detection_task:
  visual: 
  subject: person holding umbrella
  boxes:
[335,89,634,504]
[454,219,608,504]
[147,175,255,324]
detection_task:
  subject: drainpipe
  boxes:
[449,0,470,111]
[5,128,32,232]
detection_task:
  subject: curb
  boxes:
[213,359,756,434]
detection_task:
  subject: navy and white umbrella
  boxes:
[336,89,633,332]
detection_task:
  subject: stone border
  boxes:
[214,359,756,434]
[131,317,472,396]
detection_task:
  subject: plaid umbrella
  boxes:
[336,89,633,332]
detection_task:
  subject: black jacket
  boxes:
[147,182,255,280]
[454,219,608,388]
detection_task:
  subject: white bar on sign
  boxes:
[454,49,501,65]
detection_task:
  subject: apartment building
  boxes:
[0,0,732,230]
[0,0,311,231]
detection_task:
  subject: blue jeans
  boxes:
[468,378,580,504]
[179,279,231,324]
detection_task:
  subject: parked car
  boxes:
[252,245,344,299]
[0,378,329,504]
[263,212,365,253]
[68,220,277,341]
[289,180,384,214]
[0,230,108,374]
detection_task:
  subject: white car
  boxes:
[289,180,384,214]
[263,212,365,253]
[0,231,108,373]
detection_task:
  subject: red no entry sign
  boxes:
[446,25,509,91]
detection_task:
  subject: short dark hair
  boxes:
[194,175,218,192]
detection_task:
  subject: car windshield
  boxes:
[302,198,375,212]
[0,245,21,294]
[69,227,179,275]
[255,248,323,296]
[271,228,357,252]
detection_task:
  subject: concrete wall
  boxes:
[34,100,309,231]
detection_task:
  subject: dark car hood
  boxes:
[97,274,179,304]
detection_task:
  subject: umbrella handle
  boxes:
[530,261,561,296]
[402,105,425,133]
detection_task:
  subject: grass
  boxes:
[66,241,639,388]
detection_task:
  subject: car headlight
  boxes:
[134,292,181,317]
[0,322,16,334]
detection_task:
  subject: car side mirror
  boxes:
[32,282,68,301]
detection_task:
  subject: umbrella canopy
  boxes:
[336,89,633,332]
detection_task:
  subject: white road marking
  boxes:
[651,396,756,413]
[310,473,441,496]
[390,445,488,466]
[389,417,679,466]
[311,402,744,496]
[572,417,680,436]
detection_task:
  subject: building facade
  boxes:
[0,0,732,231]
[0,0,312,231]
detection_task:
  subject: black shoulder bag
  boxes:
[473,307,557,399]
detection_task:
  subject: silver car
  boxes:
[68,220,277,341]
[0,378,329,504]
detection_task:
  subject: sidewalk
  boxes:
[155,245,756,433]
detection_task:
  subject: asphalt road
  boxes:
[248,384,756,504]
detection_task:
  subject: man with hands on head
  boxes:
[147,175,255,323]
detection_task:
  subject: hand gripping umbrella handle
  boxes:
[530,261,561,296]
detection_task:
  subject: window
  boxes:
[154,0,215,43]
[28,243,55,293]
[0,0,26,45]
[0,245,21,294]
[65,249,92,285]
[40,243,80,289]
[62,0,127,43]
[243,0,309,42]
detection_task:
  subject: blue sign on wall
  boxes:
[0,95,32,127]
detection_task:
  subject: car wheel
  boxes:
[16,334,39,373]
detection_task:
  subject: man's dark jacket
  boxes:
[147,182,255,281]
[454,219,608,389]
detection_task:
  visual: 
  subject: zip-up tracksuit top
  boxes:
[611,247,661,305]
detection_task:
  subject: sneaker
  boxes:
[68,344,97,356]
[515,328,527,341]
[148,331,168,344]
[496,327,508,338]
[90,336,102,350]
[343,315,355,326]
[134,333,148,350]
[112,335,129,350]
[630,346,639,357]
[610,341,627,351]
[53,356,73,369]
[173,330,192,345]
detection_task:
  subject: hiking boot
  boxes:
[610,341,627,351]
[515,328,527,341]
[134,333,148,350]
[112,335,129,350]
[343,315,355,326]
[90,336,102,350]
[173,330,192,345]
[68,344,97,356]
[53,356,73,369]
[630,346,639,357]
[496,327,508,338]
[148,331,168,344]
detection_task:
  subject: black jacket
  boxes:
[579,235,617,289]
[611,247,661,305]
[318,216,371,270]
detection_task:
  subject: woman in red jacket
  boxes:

### The task
In every one of the records above, change each "subject" to "category" and leave everything else as it is.

### Complete output
detection_task:
  visual: 
  category: person holding umbrella
  boxes:
[335,89,634,504]
[454,219,608,504]
[147,175,255,324]
detection_task:
  category: drainpipe
  boxes:
[449,0,470,111]
[5,128,32,232]
detection_task:
  category: curb
  boxes:
[213,359,756,434]
detection_task:
  category: navy and white umbrella
  boxes:
[336,89,633,332]
detection_task:
  category: stone border
  boxes:
[214,359,756,434]
[131,317,472,396]
detection_task:
  category: plaid umbrella
  boxes:
[336,89,633,332]
detection_task:
  category: black jacket
  boxes:
[147,182,255,280]
[454,219,608,388]
detection_task:
  category: white bar on sign
  boxes:
[454,49,501,65]
detection_task:
  category: apartment building
  boxes:
[0,0,732,230]
[0,0,311,231]
detection_task:
  category: blue jeans
  boxes:
[468,378,580,504]
[179,279,231,324]
detection_task:
  category: parked car
  boxes:
[252,245,344,299]
[0,378,329,504]
[263,212,365,253]
[68,220,277,341]
[289,180,384,214]
[0,230,108,374]
detection_task:
  category: white car
  boxes:
[289,180,384,214]
[263,212,365,253]
[0,231,108,373]
detection_task:
  category: red no entry sign
  boxes:
[446,25,509,91]
detection_task:
  category: short dark hair
  boxes:
[194,175,218,192]
detection_task:
  category: car windshield
  boxes:
[302,198,375,212]
[0,245,21,294]
[69,227,179,275]
[255,248,323,296]
[271,228,357,252]
detection_task:
  category: concrete wall
  boxes:
[34,100,309,231]
detection_task:
  category: dark car hood
  boxes:
[97,274,179,304]
detection_task:
  category: umbrella handle
  boxes:
[530,261,561,296]
[402,105,425,133]
detection_task:
  category: grass
  boxes:
[66,241,639,388]
detection_task:
  category: car headlight
  boxes:
[134,292,181,317]
[0,322,16,334]
detection_task:
  category: car side mirror
  boxes:
[32,282,68,301]
detection_task:
  category: umbrella canopy
  boxes:
[336,89,633,332]
detection_task:
  category: white road marking
  boxes:
[651,396,756,413]
[310,473,441,496]
[390,445,488,466]
[389,417,679,466]
[311,402,744,496]
[572,417,680,436]
detection_task:
  category: building facade
  boxes:
[0,0,732,231]
[0,0,312,231]
detection_task:
  category: black shoulder bag
  boxes:
[473,307,557,399]
detection_task:
  category: silver car
  boxes:
[68,220,277,341]
[0,378,329,504]
detection_task:
  category: sidewalk
  boxes:
[155,245,756,433]
detection_task:
  category: asphalt road
  boxes:
[248,384,756,504]
detection_task:
  category: man with hands on head
  boxes:
[147,175,255,323]
detection_task:
  category: hand gripping umbrella handle
  boxes:
[530,261,561,296]
detection_task:
  category: window
  boxes:
[154,0,215,43]
[28,243,55,293]
[0,0,26,45]
[0,245,21,294]
[65,249,92,285]
[40,243,80,289]
[62,0,127,43]
[243,0,309,42]
detection_task:
  category: blue sign on wall
  boxes:
[0,95,32,127]
detection_task:
  category: car wheel
  boxes:
[16,334,39,373]
detection_task:
  category: man's dark jacket
  boxes:
[147,182,255,281]
[454,219,608,389]
detection_task:
  visual: 
  category: zip-up tracksuit top
  boxes:
[611,247,661,305]
detection_task:
  category: sneaker
  boxes:
[68,344,97,356]
[515,328,527,341]
[148,331,168,344]
[496,327,508,338]
[90,336,102,350]
[343,315,355,326]
[134,333,148,350]
[112,335,129,350]
[630,346,639,357]
[610,341,627,351]
[53,356,73,369]
[173,330,192,345]
detection_task:
  category: hiking boot
  boxes:
[610,341,627,351]
[515,328,527,341]
[134,333,148,350]
[112,335,129,350]
[343,315,355,326]
[90,336,102,350]
[173,330,192,345]
[68,344,97,356]
[53,356,73,369]
[630,346,639,357]
[496,327,508,338]
[148,331,168,344]
detection_task:
  category: black jacket
  boxes:
[579,235,617,289]
[611,247,661,305]
[318,216,371,270]
detection_task:
  category: woman in red jacket
  boxes:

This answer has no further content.